Benchmarking IO: buffering vs streaming
I mentioned in my recent book review that I was concerned about a recommendation to load all of the data from an input file before processing all of it. This seems to me to be a bad idea in an age where Windows prefetch will anticipate what data you need next, etc - allowing you to process efficiently in a streaming fashion.
However, without any benchmarks I'm just guessing. I'd like to set up a benchmark to test this - it's an interesting problem which I suspect has lots of nuances. This isn't about trying to prove the book wrong - it's about investigating a problem which sounds relatively simple, but could well not be. I wouldn't be at all surprised to see that in some cases the streaming solution is faster, and in other cases the buffered solution is faster.
The Task
The situation presented is like this:
- We have a bunch of input files, either locally or on the network (I'm probably just going to test locally for now)
- Each file is less than 100MB
- We need to encrypt each line of text in each input file, writing it to a corresponding output file
The method suggested in the book is for each thread to:
- Load a file into a List<string>
- Encrypt every line (replacing it in the list)
- Save to a new file
My alternative option is:
- Open a TextReader and a TextWriter for the input/output
- Repeatedly read a line, encrypt, write the encrypted line until we've exhausted the input file
- Close both the reader and the writer
These are the two implementations I want to test. I strongly suspect that the optimal solution would involve async IO, but doing an async version of ReadLine is a real pain for various reasons. I'm going to keep it simple - using plain threading, no TPL etc.
I haven't written any code yet. This is where you come in - not to write the code for me, but to make sure I test in a useful way.
Environmental variations
My plan of attack is to first write a small program to generate the input files. These will just be random text files, and the program will have a few command line parameters:
- Directory to put files under (one per test variation, basically)
- Number of files to create
- Number of lines per file
- Number of characters per line
I'll probably test a high and a low number for each of the last three parameters, possibly omitting a few variations for practical reasons.
In an ideal world I'd test on several different computers, locally and networked, but that just isn't practical. In particular I'd be interested to see how much difference an SSD (low seek time) makes to this test. I'll be using my normal laptop, which is a dual core Core Duo with two normal laptop disks. I may well try using different drives for reading and writing to see how much difference that makes.
Benchmarking
The benchmark program will also have a few command line parameters:
- Directory to read files from
- Directory to write files to
- Number of threads to use (in some cases I suspect that more threads than cores will be useful, to avoid cores idling while data is read for a blocking thread)
- Strategy to use (buffered or streaming)
- Encryption work level
The first three parameters here are pretty self-explanatory, but the encryption work level isn't. Basically I want to be able to vary the difficulty of the task, which will vary whether it ends up being CPU-bound or IO-bound (I expect). So, for a particular line I will:
- Convert to binary (using Encoding.ASCII - I'll generate just ASCII files)
- Encrypt the binary data
- Encrypt the encrypted binary data
- Encrypt the encrypted encrypted [...] etc until we've hit the number given by the encryption work level
- Base64 encode the result - this will be the output line
So with an encryption work level of 1 I'll just encrypt once. With a work level of 2 I'll encrypt twice, etc. This is purely for the sake of giving the computer something to do. I'll use AES unless anyone has a better suggestion. (Another option would be to just use an XOR or something else incredibly simple.) The key/IV will be fixed for all tests, just in case that has a bearing on anything.

§ **Material shown**
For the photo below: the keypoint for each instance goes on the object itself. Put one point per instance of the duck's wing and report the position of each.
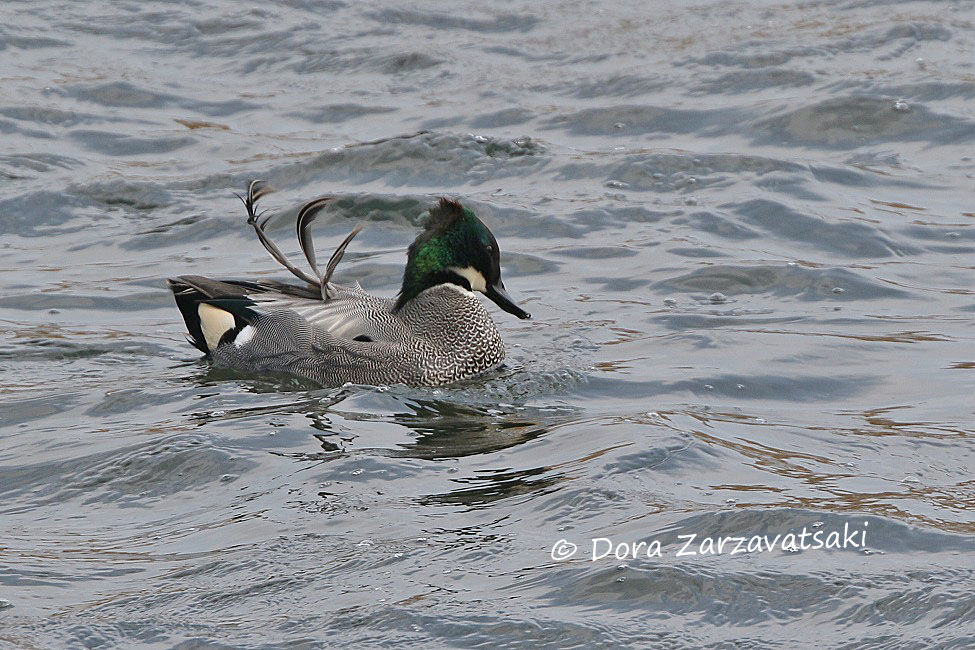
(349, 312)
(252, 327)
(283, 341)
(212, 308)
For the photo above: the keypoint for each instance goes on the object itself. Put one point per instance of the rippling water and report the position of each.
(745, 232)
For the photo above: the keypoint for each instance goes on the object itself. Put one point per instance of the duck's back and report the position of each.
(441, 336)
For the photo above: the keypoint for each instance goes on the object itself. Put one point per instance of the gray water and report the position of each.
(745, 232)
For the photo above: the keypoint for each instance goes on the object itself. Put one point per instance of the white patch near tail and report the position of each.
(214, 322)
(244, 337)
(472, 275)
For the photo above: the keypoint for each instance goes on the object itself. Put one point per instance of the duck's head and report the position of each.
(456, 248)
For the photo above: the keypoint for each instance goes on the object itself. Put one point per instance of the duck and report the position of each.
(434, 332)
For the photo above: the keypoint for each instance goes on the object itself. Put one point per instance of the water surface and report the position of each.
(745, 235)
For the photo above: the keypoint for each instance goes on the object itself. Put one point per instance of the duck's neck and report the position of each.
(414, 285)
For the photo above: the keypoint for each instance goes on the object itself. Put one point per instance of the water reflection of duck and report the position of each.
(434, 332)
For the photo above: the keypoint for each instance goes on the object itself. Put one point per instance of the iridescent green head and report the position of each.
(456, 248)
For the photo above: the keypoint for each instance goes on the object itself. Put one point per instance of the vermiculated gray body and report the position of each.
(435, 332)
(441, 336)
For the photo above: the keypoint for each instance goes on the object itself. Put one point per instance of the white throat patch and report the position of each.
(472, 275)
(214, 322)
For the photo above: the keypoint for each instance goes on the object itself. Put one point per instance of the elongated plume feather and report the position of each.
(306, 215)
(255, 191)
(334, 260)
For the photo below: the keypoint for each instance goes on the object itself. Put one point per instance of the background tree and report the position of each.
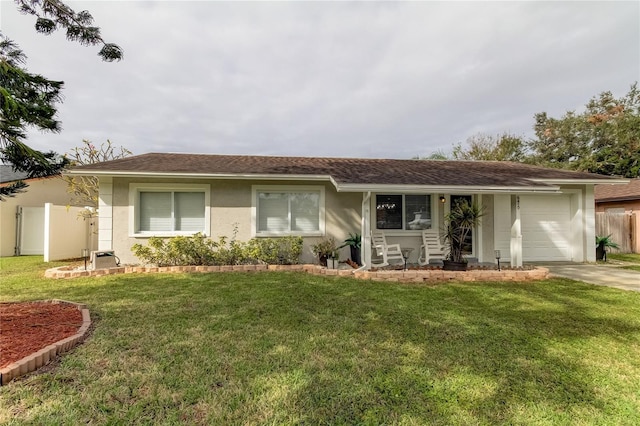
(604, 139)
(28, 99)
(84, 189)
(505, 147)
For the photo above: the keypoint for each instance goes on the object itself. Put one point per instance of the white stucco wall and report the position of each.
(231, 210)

§ **Do this**
List the command line parameters that the benchmarking post plans for the benchmark program. The records are not part of the benchmarking post.

§ **Expected answer**
- Directory to read files from
- Directory to write files to
- Number of threads to use
- Strategy to use (buffered or streaming)
- Encryption work level